=== Dataset excerpts ===

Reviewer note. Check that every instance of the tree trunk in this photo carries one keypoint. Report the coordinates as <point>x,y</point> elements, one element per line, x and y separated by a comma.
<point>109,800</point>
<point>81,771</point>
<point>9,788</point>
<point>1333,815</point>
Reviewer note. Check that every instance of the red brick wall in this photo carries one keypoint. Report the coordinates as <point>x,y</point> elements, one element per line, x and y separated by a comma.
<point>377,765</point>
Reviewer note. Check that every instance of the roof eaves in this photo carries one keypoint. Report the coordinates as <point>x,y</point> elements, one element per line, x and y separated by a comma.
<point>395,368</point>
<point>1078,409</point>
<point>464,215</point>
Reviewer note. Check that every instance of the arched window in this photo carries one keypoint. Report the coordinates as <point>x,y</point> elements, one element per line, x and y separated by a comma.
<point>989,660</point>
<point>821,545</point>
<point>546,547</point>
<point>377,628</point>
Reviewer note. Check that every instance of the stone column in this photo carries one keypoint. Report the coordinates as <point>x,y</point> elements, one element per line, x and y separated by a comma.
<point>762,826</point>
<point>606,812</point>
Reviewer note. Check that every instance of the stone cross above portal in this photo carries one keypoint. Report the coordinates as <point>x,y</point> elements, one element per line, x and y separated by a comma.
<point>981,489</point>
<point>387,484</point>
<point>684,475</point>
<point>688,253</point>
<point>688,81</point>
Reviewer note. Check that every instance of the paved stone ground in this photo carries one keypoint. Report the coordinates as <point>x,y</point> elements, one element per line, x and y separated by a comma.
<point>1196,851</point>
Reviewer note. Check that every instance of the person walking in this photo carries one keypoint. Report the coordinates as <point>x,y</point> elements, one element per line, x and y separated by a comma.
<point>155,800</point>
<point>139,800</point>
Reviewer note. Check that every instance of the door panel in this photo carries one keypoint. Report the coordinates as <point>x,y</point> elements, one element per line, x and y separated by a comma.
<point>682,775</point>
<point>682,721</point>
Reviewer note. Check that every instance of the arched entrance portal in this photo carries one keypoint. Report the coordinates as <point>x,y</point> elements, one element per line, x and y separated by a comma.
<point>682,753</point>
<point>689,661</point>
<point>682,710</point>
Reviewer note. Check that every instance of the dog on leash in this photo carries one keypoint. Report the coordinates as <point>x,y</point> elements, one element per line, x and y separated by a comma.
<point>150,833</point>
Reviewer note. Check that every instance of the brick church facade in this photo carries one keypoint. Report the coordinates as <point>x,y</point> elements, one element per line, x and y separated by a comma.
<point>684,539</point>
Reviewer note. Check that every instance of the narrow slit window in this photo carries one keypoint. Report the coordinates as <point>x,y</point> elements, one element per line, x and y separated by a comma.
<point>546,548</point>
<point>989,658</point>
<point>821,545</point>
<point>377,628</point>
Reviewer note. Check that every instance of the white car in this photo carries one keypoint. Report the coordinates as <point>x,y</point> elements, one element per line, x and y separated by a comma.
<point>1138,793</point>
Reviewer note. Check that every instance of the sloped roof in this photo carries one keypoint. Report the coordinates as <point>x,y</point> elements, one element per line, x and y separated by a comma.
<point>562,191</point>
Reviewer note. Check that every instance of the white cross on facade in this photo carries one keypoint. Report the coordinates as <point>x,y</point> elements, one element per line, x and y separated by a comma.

===

§ Task statement:
Nothing in the records should change when you repeat them all.

§ Answer below:
Reviewer note. Check that every instance of the tree trunk in this photo carries one keypoint. Report the coordinates as <point>x,y</point> elements, one element per line, x and y separated by a comma.
<point>109,800</point>
<point>81,771</point>
<point>9,788</point>
<point>1333,815</point>
Reviewer note. Check that every instance of the red brick wall in this photo carries one keypoint. Report the coordinates as <point>x,y</point> elements, one element per line, x and y separated by a comma.
<point>377,765</point>
Reviewer note. Check that every instance of the roof eaves in this photo carries one keypoint. Report the coordinates as <point>x,y</point> elements, one element per line, x and y separated by a comma.
<point>395,368</point>
<point>1078,409</point>
<point>464,215</point>
Reviewer note. Check that every instance of the arched window in this photo carries one keypoint. Report the coordinates as <point>x,y</point> elements, one element per line, x and y separated by a comma.
<point>989,660</point>
<point>821,545</point>
<point>546,547</point>
<point>377,628</point>
Reviewer note. Check that every instance of the stone column in this photo carries one keypoint. Report the coordinates as <point>x,y</point> elements, one element per line, x and y separated by a comma.
<point>762,826</point>
<point>606,812</point>
Reviewer note. Check that every instance of the stone cross above portal in this photo carries one keypoint. Report the coordinates as <point>x,y</point> elements, one element per line, x and y separated by a comma.
<point>981,489</point>
<point>387,484</point>
<point>684,475</point>
<point>688,253</point>
<point>688,81</point>
Reviewer note. Check that every instance of the paved stone ground in this photo carries one keypoint. Report the coordinates as <point>x,y</point> elements, one element per line, x and y separated by a comma.
<point>1196,851</point>
Reviewer note. Check that every instance of the person walking in this photo carries one keypoint. Report the coordinates as <point>x,y</point> elements, one element per line, x and y separated by a comma.
<point>155,800</point>
<point>139,800</point>
Reviewer note. Check that every instance of the door panel in this photo carries one keypoint. Report the coordinates as <point>x,y</point> elements, one element per line, x and y separated by a comma.
<point>682,775</point>
<point>682,721</point>
Reviewer note. Check that every instance of the arched entrance portal in this photo carries one keypoint. Report the coordinates as <point>x,y</point> elements, one element per line, x and y separated by a comma.
<point>682,753</point>
<point>689,661</point>
<point>682,710</point>
Reviewer note. Check that every instance of the dog on leash in this photo carries one keypoint. Report the coordinates as <point>x,y</point> elements, one element per line, x and y separated by a comma.
<point>150,833</point>
Reviewer note. Check that every instance of the brick church facade in this photo carries one keypoint. Report the coordinates as <point>x,y</point> elements, one element per line, x and y separated by a comma.
<point>684,539</point>
Reviewer note. Check that every instance of the narrow slit window in this photo carries one keypoint. Report the coordinates as <point>x,y</point> elements, one element per line, x and y separated by a comma.
<point>546,548</point>
<point>989,658</point>
<point>821,545</point>
<point>377,628</point>
Reviewer note. Check that every instance of the white car in this photo carries one keypoint. Report the coordinates as <point>x,y</point> elements, one element per line, x and y separated by a comma.
<point>1138,793</point>
Reviewer note. Check that every instance of the sloped roof in this photo carries one keypoint. Report the coordinates as <point>x,y</point> elements, one element per line, x and y separated by a comma.
<point>562,191</point>
Reviewer note. Check that every instance of the white cross on facade in this photo carries one keypoint. Report the coordinates as <point>x,y</point> elements, one element per line, x and y separated by a comma.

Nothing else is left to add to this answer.